▸ Direction: Output every line below exactly.

▸ Material shown:

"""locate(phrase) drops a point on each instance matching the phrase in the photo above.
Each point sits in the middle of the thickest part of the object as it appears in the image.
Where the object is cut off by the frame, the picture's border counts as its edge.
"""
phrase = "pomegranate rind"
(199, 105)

▸ Answer in full:
"""locate(phrase) drops a point on each instance matching the phrase in the photo above.
Each point sits in the middle of the thickest part of the object as it appears in the image.
Where the object is cut off by the frame, the picture's border counts as its edge.
"""
phrase = "pomegranate rind"
(199, 105)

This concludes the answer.